Work instructions
A - Summarize the Benmergui profile in two sentences.
B - In the Benmergui profile, where was Benmergui offered the chance to lead spiritual workshops after arriving in Hamilton?
C - Name every kind of practice that the Benmergui profile says Jewish Renewal uses to reinvigorate modern Judaism.

Given passage
-------

At last, Benmergui appears, jetting out through the security turnstiles like a spry rookie. He wears the complex emotions of the prodigal son, who has partaken in life’s many earthly splendours, learned his lessons and returned home a better man. He puts his cell in his pocket and walks over to me, shakes my hand, looks me in the eye and warmly smiles.
We walk together to the lower level and grab a table at a nearby Starbucks. I ask him how it felt when CBC called him to guest host on Fresh Air, their popular weekend radio program. “Being back behind the microphone felt great,” Benmergui says. “So strange though to be back in this place where I spent so much of my life,” Benmergui confides.
Over the span of 35 years in broadcasting, Benmergui has seen it all: the hype, the hustle, the hoopla, the false promises and the fickle and ugly underbelly of an industry that will steal your soul and make no apology for it. Benmergui has weathered the storm – in fact he has weathered a cadre of high-impact weather systems. And he is here to tell the story. Even better, he has found peace.
He credits much of his new-found serenity to his recent move to Hamilton, Ont. “Change is never easy but it has been good. The Jewish community in Hamilton has welcomed my family and me with open arms. The hospitality of this hard-working town has been incredible,” he says.
Shortly after arriving in Hamilton, Benmergui was offered to lead spiritual workshops at Anshe Shalom, the oldest Reform shul in Canada. “Spirituality and Judaism are two big components of my life. To be able to guide and inspire the spiritual journey of other Jews is a privilege and an honour,” says Benmergui with a solemn look in his eye.
Benmergui has found a refractive lens for his Judaism in the arms of Jewish Renewal, a movement which endeavours to reinvigorate modern Judaism with kabbalistic, chassidic and musical practices.
One of its central ideas is that we need a new definition of productivity, efficiency and rationality. Jewish Renewal says that institutions and social practices should be judged efficient or productive not only to the extent that they maximize wealth and power, but also to the extent that they maximize our capacities to be loving and caring, ethically/ecologically sensitive, towards other human beings and the universe.
I shake hands with him and thank him for allowing me to spend some time with him on his first day back at the Mother Corp. He insists on walking me from the downstairs food court, right to the main entrance. He asks me if I need a drink or something for the ride home, as if we are standing in his own kitchen, a few feet away from the fridge. He instinctively knows how to make his guest feel at home. Perhaps that is the source of his enduring appeal: Jewish hospitality.
As I make a final push through the double doors of the CBC, to the honking horns of Front Street, I hear him yell from the distance, “Hey, tell Gould to stop whistling at the pretty ladies.”
Ieden Wall is an award-winning producer, TV host and journalist, living in Toronto.

-------

Records
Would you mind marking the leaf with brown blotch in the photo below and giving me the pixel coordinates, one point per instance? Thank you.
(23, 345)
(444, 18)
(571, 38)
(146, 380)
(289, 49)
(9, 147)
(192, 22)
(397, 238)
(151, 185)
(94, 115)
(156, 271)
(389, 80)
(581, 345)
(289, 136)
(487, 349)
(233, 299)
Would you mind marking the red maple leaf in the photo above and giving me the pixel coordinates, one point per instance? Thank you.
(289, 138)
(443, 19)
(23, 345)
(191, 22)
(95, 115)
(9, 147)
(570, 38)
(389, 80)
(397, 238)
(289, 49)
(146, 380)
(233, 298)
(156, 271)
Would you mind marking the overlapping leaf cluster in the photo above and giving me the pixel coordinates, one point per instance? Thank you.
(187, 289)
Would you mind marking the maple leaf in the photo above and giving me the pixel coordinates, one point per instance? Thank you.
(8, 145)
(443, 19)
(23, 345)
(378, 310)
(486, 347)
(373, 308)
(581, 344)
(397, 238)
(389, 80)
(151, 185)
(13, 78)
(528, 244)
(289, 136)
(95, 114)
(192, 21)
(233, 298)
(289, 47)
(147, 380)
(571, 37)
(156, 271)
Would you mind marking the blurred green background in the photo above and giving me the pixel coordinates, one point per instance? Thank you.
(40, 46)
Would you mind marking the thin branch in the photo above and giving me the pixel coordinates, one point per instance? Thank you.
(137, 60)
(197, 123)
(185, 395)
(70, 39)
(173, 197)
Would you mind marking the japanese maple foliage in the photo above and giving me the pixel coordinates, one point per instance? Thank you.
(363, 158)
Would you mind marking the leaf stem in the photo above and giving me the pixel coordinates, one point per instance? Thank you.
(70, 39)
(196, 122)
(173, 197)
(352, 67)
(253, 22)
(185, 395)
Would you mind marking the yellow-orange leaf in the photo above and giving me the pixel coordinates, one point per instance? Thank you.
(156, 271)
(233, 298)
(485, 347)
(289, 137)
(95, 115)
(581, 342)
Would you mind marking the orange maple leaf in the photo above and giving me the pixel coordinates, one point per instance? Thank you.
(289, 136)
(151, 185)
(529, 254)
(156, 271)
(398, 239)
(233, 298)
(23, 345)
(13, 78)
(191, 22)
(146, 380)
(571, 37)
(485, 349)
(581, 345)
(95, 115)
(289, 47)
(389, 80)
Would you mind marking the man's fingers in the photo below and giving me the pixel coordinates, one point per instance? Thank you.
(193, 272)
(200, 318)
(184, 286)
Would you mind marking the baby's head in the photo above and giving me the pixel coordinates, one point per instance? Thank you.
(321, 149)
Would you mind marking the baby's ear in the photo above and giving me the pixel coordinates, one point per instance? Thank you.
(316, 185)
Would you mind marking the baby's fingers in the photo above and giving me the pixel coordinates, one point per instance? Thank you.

-------

Written responses
A - After 35 years in broadcasting, Benmergui returns to the CBC to guest host Fresh Air and says he has found peace, which he credits largely to his recent move to Hamilton, Ont. There he leads spiritual workshops at Anshe Shalom, draws on the Jewish Renewal movement, and shows warm hospitality as he walks his visitor to the main entrance.

B - At Anshe Shalom, the oldest Reform shul in Canada.

C -
- Kabbalistic
- Chassidic
- Musical